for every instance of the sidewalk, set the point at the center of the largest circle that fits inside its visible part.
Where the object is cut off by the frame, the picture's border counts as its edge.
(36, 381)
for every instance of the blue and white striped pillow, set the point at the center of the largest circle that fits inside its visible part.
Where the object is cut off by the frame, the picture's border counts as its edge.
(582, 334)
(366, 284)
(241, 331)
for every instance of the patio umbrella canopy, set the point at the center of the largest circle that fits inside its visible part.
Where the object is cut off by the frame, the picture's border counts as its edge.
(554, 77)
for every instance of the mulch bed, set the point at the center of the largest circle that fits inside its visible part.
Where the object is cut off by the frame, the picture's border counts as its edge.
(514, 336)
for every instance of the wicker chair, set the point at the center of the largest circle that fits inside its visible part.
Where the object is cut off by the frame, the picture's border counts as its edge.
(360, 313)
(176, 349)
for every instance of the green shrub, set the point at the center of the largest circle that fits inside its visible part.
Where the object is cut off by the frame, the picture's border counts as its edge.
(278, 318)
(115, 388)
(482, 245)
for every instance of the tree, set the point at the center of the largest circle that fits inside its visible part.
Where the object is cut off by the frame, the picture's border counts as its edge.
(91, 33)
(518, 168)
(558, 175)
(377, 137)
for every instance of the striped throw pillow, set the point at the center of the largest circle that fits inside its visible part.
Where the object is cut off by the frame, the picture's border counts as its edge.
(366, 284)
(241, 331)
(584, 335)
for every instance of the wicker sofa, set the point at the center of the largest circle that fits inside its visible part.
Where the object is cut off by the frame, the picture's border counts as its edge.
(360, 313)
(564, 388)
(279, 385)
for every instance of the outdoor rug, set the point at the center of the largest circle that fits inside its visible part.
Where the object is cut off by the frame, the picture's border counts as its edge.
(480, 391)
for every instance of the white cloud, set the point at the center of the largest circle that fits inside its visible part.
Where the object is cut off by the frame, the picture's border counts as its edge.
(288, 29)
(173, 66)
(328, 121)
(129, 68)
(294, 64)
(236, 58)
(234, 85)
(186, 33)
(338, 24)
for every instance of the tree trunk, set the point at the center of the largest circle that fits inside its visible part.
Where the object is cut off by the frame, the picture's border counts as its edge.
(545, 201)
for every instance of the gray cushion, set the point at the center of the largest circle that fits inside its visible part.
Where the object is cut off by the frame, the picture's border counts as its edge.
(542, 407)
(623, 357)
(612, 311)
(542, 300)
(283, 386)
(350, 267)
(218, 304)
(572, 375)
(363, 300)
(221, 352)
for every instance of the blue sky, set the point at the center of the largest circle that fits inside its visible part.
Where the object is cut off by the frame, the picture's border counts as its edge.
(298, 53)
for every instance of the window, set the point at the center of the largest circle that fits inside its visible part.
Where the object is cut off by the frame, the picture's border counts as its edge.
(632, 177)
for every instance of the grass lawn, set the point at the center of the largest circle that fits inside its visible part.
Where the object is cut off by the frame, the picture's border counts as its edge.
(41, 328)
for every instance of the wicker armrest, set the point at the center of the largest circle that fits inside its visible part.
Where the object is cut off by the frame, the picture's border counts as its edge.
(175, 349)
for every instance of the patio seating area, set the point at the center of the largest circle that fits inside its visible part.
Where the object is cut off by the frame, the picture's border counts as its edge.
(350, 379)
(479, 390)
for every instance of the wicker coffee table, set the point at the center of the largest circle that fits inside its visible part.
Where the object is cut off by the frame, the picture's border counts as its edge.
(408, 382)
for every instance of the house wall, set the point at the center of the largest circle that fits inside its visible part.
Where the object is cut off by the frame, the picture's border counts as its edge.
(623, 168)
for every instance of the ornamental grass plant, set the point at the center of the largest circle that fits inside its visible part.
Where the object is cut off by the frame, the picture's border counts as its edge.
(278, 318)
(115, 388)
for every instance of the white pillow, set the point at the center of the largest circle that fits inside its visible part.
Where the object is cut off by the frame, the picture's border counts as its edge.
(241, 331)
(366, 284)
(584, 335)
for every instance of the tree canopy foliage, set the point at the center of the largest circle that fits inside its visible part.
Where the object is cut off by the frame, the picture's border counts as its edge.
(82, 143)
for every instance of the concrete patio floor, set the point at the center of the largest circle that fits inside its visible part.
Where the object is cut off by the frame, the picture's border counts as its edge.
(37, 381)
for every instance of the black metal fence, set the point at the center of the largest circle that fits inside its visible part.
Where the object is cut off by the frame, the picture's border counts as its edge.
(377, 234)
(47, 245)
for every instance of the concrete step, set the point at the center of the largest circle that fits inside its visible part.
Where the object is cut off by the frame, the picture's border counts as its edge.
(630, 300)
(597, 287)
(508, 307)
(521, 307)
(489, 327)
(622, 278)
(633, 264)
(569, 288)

Work to be completed –
Return only the lines between the one holding "for every instance of the gray" and the one holding "for every instance of the white pillow, set", inclusive, exactly as they appear above.

Problem solution –
for every instance of the gray cushion, set the point at the center of the largest circle that fits inside its visible part.
Where the object is cut off by the frame, the picture's border counts as its edge.
(542, 407)
(623, 357)
(612, 311)
(542, 300)
(283, 386)
(350, 267)
(218, 304)
(572, 375)
(363, 300)
(221, 352)
for every instance of the blue sky, set the point at the center of the largest circle that fits inside its visible part.
Where the object is cut off by the frame, the picture's border counts as its edge.
(298, 53)
for every instance of the window, set the point at the center of the largest circle that fits inside its visible part.
Where the object is cut off by the frame, the picture's border counts as its edge.
(632, 177)
for every instance of the grass lawn, set the point at the center of the largest circle that fits inside its visible part.
Where the object is cut off by the frame, the picture's border counts as its edge.
(41, 328)
for every instance of the wicker armrest, set the point at the center of the largest circle that fits inside its visible part.
Where the object is cut off by the frame, the picture's border counts as its edge.
(175, 349)
for every instance of the patio seating area, set the point at the center of the largest circle that fits inside its visible part.
Where the object is cut off by the frame, the picture's border counts as its edge.
(350, 379)
(479, 390)
for every instance of the wicker coffee table, set the point at the center of the largest circle that fits inside its visible part.
Where the object is cut off by the frame, the picture's border counts as its edge.
(408, 382)
for every instance of the house wall, set the point at the center of the largest circle that fits inside its visible part.
Where the object is cut off by the frame, the picture's border counts as its edge.
(623, 168)
for every instance of the ornamental grass plant, set the point at the center of the largest circle that fits inside its visible part.
Where the object is cut off by the frame, the picture's border counts as its edge.
(278, 318)
(115, 388)
for every instance of the white pillow, set the point at the center of the largest circle that fits inside its visible part.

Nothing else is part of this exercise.